◆ Consigne 1
Relevez, dans l'ordre de leur première apparition, les noms de villes cités dans le passage sur les sanctions visant l'Iran.
◆ Consigne 2
Reproduisez fidèlement le passage sur les sanctions visant l'Iran, depuis « Washington a ciblé » jusqu'à « négociations de Genève. ».

◆ Passage retenu
Washington a ciblé jeudi plusieurs Iraniens soupçonnés de contourner les sanctions existantes sur le nucléaire iranien, un geste de fermeté montrant aux faucons du Congrès que l'administration de Barack Obama ne relâche pas sa vigilance pendant les négociations de Genève.

De nombreux parlementaires américains, méfiants vis-à-vis des dirigeants iraniens et sceptiques devant l'accord intérimaire du 24 novembre à Genève, envisagent de nouvelles sanctions économiques pour forcer Téhéran à signer un accord final qui inclurait l'abandon du droit à l'enrichissement d'uranium.

La Maison-Blanche et le département d'État entendent au contraire respecter à la lettre l'accord de Genève, qui stipule que les grandes puissances du P5+1 ne renforceront pas leurs sanctions pendant six mois et en suspendront même une petite partie.

◆ Données sources
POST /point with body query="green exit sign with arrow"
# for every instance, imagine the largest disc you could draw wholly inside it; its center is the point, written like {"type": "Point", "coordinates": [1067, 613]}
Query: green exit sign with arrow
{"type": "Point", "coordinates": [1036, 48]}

◆ Réponse rédigée 1
Washington, Genève, Téhéran

◆ Réponse rédigée 2
Washington a ciblé jeudi plusieurs Iraniens soupçonnés de contourner les sanctions existantes sur le nucléaire iranien, un geste de fermeté montrant aux faucons du Congrès que l'administration de Barack Obama ne relâche pas sa vigilance pendant les négociations de Genève.